- _The problem_
From the line with "Query: blue nitrile glove" to the line with "(1087, 335)", add 127 to each coordinate in the answers and write out every line in that stretch, keeping all other lines unchanged.
*** Dataset extract ***
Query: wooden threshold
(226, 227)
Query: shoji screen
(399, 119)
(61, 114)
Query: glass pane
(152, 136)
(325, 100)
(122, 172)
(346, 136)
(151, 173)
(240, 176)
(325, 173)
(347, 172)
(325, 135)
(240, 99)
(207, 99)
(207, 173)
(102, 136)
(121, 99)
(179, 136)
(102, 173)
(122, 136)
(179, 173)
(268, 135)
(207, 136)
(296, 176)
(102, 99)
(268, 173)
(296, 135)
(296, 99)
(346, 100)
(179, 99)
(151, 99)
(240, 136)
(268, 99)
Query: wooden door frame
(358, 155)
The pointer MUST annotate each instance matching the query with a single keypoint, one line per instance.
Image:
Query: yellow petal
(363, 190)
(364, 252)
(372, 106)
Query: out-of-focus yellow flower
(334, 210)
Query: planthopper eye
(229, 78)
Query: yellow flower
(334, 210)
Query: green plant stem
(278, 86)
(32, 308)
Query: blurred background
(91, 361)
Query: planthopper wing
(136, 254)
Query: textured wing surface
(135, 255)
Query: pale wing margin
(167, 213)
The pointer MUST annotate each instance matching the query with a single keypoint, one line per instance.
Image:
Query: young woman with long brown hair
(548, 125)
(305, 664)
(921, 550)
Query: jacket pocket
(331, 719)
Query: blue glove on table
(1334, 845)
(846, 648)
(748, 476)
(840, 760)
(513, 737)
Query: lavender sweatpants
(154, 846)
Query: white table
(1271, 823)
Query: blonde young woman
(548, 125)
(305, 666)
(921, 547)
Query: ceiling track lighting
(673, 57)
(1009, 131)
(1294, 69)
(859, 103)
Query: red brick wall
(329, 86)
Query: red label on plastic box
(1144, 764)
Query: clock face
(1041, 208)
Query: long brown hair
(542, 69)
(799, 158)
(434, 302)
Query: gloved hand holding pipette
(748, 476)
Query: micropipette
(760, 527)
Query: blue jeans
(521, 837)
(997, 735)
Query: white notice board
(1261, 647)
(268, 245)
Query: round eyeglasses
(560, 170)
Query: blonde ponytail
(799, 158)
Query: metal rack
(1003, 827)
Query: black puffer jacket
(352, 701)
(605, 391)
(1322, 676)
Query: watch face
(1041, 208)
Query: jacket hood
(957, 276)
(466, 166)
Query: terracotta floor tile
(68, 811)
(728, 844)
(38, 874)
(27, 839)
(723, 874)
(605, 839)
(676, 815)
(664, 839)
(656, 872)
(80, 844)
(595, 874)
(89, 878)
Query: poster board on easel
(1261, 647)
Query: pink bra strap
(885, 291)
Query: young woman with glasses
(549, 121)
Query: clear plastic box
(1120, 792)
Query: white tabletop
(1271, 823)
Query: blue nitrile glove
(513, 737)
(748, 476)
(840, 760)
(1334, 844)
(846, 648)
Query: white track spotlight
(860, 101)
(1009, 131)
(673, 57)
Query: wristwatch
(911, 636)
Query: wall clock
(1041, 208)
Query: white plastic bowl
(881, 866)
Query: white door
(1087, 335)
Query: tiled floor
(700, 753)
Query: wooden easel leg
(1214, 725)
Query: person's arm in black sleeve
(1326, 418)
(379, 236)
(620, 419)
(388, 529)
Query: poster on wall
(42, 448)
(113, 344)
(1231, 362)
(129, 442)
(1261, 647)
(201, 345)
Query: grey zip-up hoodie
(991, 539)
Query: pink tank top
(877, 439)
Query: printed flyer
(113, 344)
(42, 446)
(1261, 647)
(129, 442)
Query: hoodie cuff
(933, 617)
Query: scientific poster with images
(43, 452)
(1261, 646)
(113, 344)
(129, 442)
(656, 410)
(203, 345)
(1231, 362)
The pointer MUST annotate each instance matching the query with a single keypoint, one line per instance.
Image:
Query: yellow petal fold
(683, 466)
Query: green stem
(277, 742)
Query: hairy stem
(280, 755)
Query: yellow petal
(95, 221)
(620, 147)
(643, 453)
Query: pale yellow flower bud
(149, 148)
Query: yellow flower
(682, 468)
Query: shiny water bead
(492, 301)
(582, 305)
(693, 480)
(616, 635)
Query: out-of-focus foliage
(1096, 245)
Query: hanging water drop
***
- _Solution for this task_
Query: blue nitrile glove
(640, 864)
(875, 603)
(967, 887)
(1461, 971)
(973, 775)
Query: white track spotlight
(987, 228)
(1136, 258)
(800, 184)
Query: wristwatch
(1038, 763)
Query: wall clock
(1168, 335)
Query: white plastic bowl
(1008, 993)
Query: white door
(1214, 462)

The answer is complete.